GOAL OF THE EXERCISE: Count the lines in the items below that contain the string "eyebrow", with case counting. Reply with the number alone.

>> Begin MATERIAL FOR THIS TASK

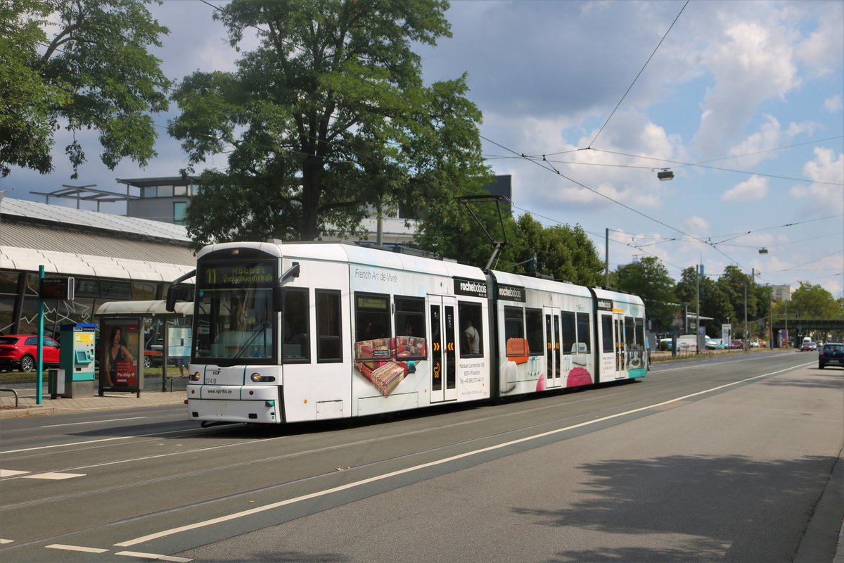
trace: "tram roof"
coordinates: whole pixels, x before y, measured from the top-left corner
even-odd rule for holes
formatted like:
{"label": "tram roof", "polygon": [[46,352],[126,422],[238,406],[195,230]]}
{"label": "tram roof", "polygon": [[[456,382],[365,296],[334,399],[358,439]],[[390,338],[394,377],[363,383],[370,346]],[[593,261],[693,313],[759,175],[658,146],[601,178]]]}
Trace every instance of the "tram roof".
{"label": "tram roof", "polygon": [[641,297],[634,295],[631,293],[622,293],[621,291],[613,291],[612,290],[595,288],[595,295],[598,299],[611,299],[614,301],[619,301],[621,303],[631,303],[633,305],[641,306],[645,305],[645,302],[641,300]]}
{"label": "tram roof", "polygon": [[493,275],[500,284],[507,285],[518,285],[530,290],[539,290],[542,291],[551,291],[555,293],[565,293],[571,295],[582,297],[591,297],[589,288],[582,285],[576,285],[565,281],[555,281],[544,278],[533,278],[532,276],[520,275],[511,272],[500,272],[494,270]]}
{"label": "tram roof", "polygon": [[97,307],[96,314],[127,317],[183,317],[193,314],[193,301],[177,301],[176,311],[170,312],[166,308],[167,302],[164,300],[149,301],[106,301]]}
{"label": "tram roof", "polygon": [[206,246],[200,251],[197,257],[219,250],[242,248],[244,246],[255,248],[271,256],[284,258],[324,260],[326,262],[360,264],[370,268],[387,268],[433,275],[484,279],[484,271],[475,266],[392,252],[376,246],[360,246],[348,242],[228,242]]}

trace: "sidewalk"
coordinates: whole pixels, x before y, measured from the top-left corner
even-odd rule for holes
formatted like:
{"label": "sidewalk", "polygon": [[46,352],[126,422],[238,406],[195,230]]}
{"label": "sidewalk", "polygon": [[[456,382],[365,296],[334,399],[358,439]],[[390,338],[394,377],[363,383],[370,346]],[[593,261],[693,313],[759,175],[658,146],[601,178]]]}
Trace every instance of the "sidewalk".
{"label": "sidewalk", "polygon": [[[0,385],[0,387],[3,387]],[[50,393],[45,389],[41,403],[37,404],[35,387],[12,388],[18,392],[18,408],[15,409],[14,393],[9,391],[0,392],[0,419],[67,414],[83,410],[184,404],[187,397],[185,391],[180,390],[172,392],[142,391],[140,397],[134,392],[106,392],[103,397],[95,395],[79,398],[51,399]]]}

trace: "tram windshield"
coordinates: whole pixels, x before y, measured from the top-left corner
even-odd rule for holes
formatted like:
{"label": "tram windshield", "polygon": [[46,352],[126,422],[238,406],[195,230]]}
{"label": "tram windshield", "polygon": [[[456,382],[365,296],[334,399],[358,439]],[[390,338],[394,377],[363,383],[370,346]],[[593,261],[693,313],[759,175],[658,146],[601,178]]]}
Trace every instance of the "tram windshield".
{"label": "tram windshield", "polygon": [[203,264],[197,280],[195,357],[219,365],[275,361],[273,264]]}

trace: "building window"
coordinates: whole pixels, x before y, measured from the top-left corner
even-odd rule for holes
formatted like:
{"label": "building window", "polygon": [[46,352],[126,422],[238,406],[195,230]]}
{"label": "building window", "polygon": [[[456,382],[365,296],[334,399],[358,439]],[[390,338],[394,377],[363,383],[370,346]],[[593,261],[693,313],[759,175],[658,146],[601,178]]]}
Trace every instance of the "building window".
{"label": "building window", "polygon": [[184,225],[186,211],[187,211],[187,202],[173,202],[173,223]]}

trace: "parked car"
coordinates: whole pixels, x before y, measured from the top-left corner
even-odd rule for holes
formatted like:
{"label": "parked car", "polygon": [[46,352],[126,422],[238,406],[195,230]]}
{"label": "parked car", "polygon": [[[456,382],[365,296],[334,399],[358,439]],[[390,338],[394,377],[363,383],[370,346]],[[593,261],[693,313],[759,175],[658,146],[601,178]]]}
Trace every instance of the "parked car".
{"label": "parked car", "polygon": [[[58,367],[58,343],[44,337],[44,367]],[[35,371],[38,365],[38,336],[7,334],[0,336],[0,369]]]}
{"label": "parked car", "polygon": [[818,369],[822,370],[827,365],[841,365],[844,367],[844,344],[828,342],[818,353]]}

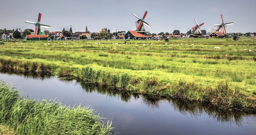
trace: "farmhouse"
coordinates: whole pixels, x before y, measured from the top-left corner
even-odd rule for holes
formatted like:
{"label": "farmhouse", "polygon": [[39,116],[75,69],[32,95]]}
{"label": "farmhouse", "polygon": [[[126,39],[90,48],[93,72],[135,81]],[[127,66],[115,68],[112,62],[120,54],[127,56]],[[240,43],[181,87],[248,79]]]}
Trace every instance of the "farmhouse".
{"label": "farmhouse", "polygon": [[124,38],[127,39],[145,40],[149,37],[134,31],[129,31],[124,35]]}
{"label": "farmhouse", "polygon": [[27,40],[47,40],[47,35],[27,35],[26,38]]}
{"label": "farmhouse", "polygon": [[213,32],[209,35],[209,38],[218,37],[219,38],[224,38],[226,36],[225,35],[219,32]]}
{"label": "farmhouse", "polygon": [[81,34],[81,35],[85,35],[87,37],[88,40],[90,40],[92,39],[92,36],[91,36],[91,34],[90,33],[83,33]]}

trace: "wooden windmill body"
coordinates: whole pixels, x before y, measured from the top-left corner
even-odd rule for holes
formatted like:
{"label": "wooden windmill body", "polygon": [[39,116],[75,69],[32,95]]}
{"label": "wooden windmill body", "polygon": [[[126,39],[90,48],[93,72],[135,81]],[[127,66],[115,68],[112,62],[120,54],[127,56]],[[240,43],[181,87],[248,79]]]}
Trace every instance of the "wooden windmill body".
{"label": "wooden windmill body", "polygon": [[224,23],[224,20],[223,19],[223,16],[222,15],[221,15],[221,19],[222,20],[222,23],[219,24],[216,24],[214,25],[214,26],[218,26],[218,28],[216,31],[216,32],[219,32],[222,34],[226,35],[227,32],[226,31],[226,29],[225,27],[228,25],[230,25],[233,24],[233,22],[229,22],[227,23]]}
{"label": "wooden windmill body", "polygon": [[41,27],[48,29],[50,28],[50,26],[49,25],[42,24],[40,24],[41,16],[42,13],[39,13],[39,14],[38,16],[38,19],[37,20],[37,22],[31,22],[27,20],[26,20],[26,21],[25,22],[26,23],[35,24],[35,28],[34,35],[41,35]]}

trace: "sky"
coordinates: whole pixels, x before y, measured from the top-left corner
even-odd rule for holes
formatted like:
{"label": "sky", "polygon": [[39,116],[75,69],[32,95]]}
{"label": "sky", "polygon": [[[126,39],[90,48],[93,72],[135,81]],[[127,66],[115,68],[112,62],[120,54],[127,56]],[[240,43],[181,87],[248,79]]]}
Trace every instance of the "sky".
{"label": "sky", "polygon": [[87,26],[91,32],[106,28],[112,32],[134,31],[138,19],[145,12],[144,21],[152,27],[144,26],[150,33],[172,33],[178,30],[186,33],[198,23],[207,32],[216,29],[215,24],[234,23],[227,26],[227,33],[256,32],[256,0],[9,0],[0,4],[0,29],[22,31],[34,29],[26,20],[37,22],[42,13],[40,24],[51,26],[41,28],[50,32],[62,31],[63,28],[72,32],[84,32]]}

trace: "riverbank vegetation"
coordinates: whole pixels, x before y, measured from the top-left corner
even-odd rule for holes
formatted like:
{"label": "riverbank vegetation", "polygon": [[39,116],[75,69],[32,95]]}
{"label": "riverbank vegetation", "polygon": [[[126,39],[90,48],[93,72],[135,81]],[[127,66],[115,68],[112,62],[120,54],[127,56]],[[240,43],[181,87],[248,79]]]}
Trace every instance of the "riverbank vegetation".
{"label": "riverbank vegetation", "polygon": [[16,41],[1,44],[0,66],[16,73],[99,83],[115,91],[254,110],[255,40]]}
{"label": "riverbank vegetation", "polygon": [[88,107],[71,107],[56,101],[24,99],[0,82],[0,134],[109,135],[106,124]]}

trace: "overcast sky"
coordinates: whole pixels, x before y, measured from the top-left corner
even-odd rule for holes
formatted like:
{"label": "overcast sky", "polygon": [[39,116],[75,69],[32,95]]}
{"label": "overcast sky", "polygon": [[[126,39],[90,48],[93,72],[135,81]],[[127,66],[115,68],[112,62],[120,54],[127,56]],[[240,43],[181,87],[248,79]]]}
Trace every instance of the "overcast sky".
{"label": "overcast sky", "polygon": [[[205,23],[201,29],[210,32],[213,25],[234,22],[227,26],[227,33],[256,32],[256,0],[9,0],[0,4],[0,29],[34,29],[25,20],[37,22],[42,14],[41,24],[49,25],[50,32],[88,31],[98,32],[107,28],[112,32],[135,30],[137,19],[148,13],[144,21],[146,31],[157,34],[179,30],[186,33],[198,23]],[[45,28],[42,28],[42,31]]]}

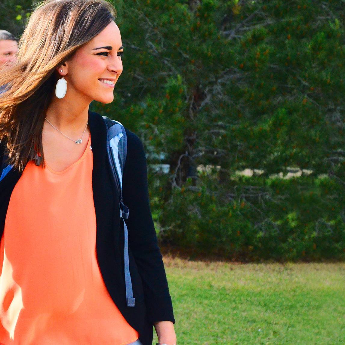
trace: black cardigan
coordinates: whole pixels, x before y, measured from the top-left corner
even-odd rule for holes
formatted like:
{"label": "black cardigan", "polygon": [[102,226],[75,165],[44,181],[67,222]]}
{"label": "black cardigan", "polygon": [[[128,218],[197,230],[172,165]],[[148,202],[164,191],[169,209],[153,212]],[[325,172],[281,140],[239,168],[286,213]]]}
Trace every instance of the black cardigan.
{"label": "black cardigan", "polygon": [[[96,210],[96,250],[101,273],[109,293],[122,315],[139,332],[143,345],[151,345],[153,323],[174,323],[162,255],[151,215],[146,157],[139,137],[125,128],[128,151],[124,172],[125,204],[129,210],[126,220],[135,306],[126,305],[124,269],[123,224],[119,196],[110,172],[107,153],[107,128],[101,117],[89,112],[89,124],[93,157],[92,184]],[[0,167],[3,147],[0,148]],[[0,175],[1,174],[0,171]],[[21,174],[12,169],[0,182],[0,235],[2,235],[10,198]]]}

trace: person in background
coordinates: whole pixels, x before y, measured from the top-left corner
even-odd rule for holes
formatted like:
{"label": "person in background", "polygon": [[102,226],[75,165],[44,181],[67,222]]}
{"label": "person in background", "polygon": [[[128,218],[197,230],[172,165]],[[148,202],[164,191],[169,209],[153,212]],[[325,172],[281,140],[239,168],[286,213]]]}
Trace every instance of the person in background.
{"label": "person in background", "polygon": [[8,31],[0,30],[0,70],[16,62],[18,51],[17,39]]}

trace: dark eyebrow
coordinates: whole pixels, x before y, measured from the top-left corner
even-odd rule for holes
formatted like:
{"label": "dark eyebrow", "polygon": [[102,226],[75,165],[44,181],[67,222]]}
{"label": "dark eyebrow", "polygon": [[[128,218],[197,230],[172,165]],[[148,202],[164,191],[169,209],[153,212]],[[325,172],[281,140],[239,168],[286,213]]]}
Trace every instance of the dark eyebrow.
{"label": "dark eyebrow", "polygon": [[[119,50],[120,49],[123,49],[124,47],[121,46],[118,49]],[[107,49],[108,50],[112,50],[112,47],[111,47],[110,46],[107,46],[106,47],[100,47],[99,48],[93,48],[92,49],[93,50],[97,50],[98,49]]]}
{"label": "dark eyebrow", "polygon": [[97,50],[98,49],[107,49],[108,50],[112,50],[112,47],[110,46],[107,46],[107,47],[100,47],[99,48],[94,48],[93,50]]}

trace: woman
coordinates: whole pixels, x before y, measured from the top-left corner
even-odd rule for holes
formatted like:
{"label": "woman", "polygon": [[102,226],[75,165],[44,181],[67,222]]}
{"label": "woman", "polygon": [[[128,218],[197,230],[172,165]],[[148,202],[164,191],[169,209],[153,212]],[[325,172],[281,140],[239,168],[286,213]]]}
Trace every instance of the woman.
{"label": "woman", "polygon": [[127,306],[107,127],[89,110],[112,101],[122,72],[115,16],[103,0],[43,2],[0,80],[0,344],[150,345],[154,325],[176,344],[142,143],[126,129]]}

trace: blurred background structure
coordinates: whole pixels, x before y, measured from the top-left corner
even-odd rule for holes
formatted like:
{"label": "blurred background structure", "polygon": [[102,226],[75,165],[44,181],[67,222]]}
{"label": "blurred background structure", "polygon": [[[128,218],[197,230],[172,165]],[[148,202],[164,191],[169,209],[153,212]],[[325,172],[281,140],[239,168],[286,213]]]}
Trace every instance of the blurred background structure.
{"label": "blurred background structure", "polygon": [[[124,71],[92,108],[144,142],[162,247],[344,259],[344,1],[114,3]],[[2,1],[1,28],[32,5]]]}

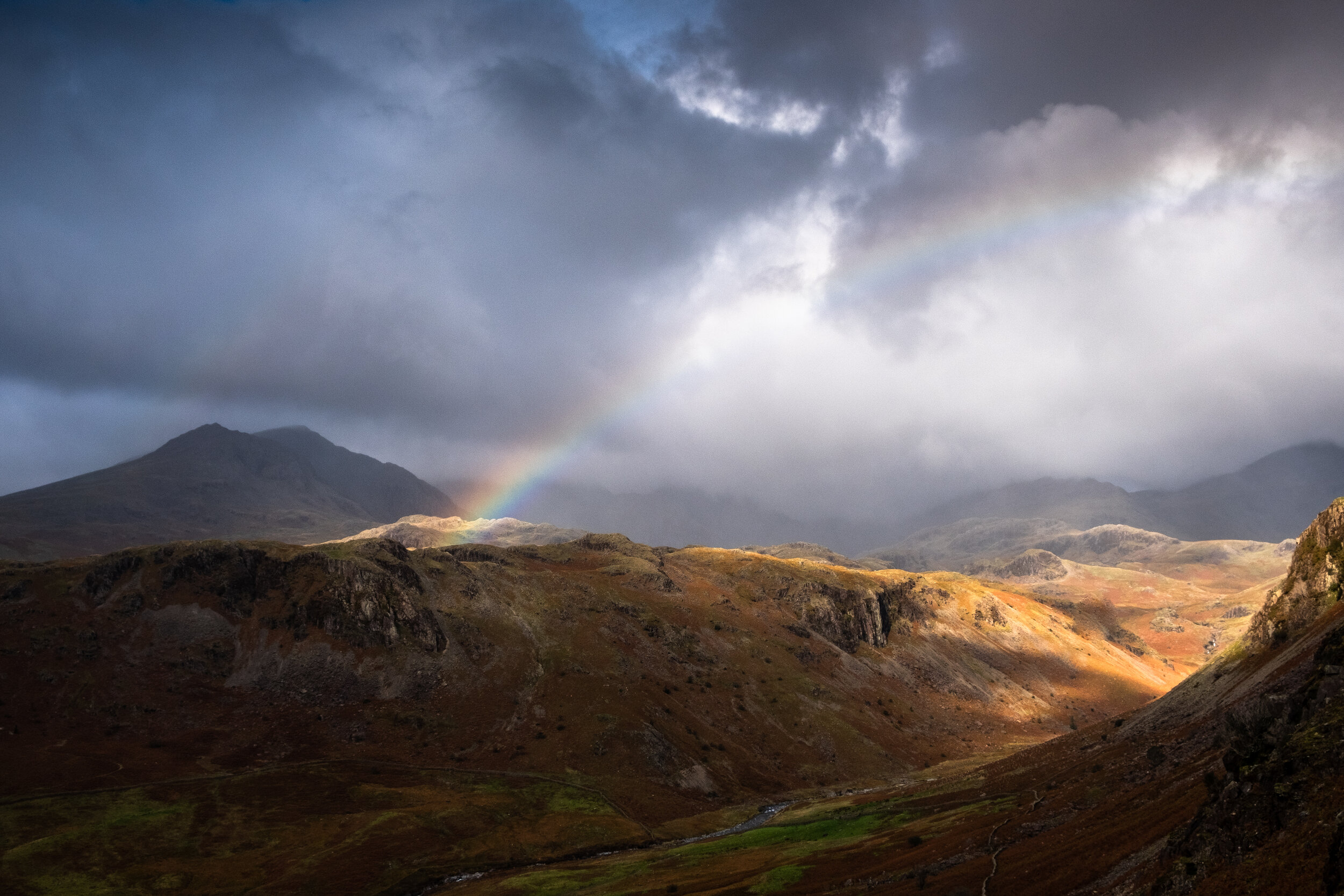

>> End MATERIAL FOR THIS TASK

WRITTEN REPLY: 6